◆ **Passage to read**:
Investing

Bankers Testify In DC, Their Pockets Bulging With Cash

A number of the top bankers from firms including Goldman Sachs (NYSE:GS), Morgan Stanley (NYSE:MS), and JP Morgan (NYSE:JPM) will testify before the The Financial Crisis Inquiry Commission which has been charged by Congress to look at the reasons for the credit market collapse in late 2008.

The panel’s chairman, Philip Angelides, said “We think it made sense to start by bringing up the four biggest investment banks that were involved in so many aspects of the crisis.” That will cause a rash of finger-pointing as observers of the hearings press for answers about why large banks got bailout money only to almost immediately reward the managements that seem to have run their firms into the ground by investing in toxic assets.

The timing of the hearing are particularly bad from a public relations standpoint. Goldman Sachs is under siege because of the tens of millions of dollars that it is about to pay out in bonuses. No one following the hearings is likely to react well to what The New York Times describes as the “$90 billion for compensation” which the top five American banks will pass along to employees as 2009 pay-outs.

Bankers still face the possibility of very sharp restrictions on their pay, particularly if the Commission points a finger at them as a major cause for the meltdown in the capital markets.

Financial executives make the persuasive argument that once they paid back TARP dollars that they should operate  their companies as they please as long as it is within the boundaries of the national banking laws. That may seem logical enough to them, but a the tidal wave of objections to big pay packages may give Congress the incentive to take the populist action of capping financial firm salaries whether it is “fair” or not. The mid-term elections are just around the corner and every vote counts.

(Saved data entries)
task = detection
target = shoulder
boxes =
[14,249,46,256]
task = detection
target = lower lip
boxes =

◆ **Requirement 1**:
According to the article on bankers testifying, why is the timing of the hearing especially bad from a public relations standpoint? Answer in one to three sentences.
◆ **Requirement 2**:
From the article on bankers testifying, return the passage between "Financial executives make" and "every vote counts.", inclusive.
◆ **Requirement 3**:
In the article on bankers testifying, who is named as the chairman of the panel?

◆ **Written response 1**:
Goldman Sachs is about to pay out tens of millions of dollars in bonuses. People following the hearings are unlikely to react well to the "$90 billion for compensation" that the top five American banks will pass to employees as 2009 pay-outs.

◆ **Written response 2**:
Financial executives make the persuasive argument that once they paid back TARP dollars that they should operate  their companies as they please as long as it is within the boundaries of the national banking laws. That may seem logical enough to them, but a the tidal wave of objections to big pay packages may give Congress the incentive to take the populist action of capping financial firm salaries whether it is “fair” or not. The mid-term elections are just around the corner and every vote counts.

◆ **Written response 3**:
Philip Angelides